Written instruction
Extract every line of the records below and reproduce each one word for word.

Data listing

[Start]

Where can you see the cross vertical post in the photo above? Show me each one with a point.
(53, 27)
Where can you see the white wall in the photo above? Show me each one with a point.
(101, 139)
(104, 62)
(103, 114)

[End]

The response
Where can you see the cross vertical post in the photo above? Show me each one with a point.
(53, 27)
Where can you see the white wall in the photo above? Show me each one with a point.
(101, 139)
(104, 62)
(103, 114)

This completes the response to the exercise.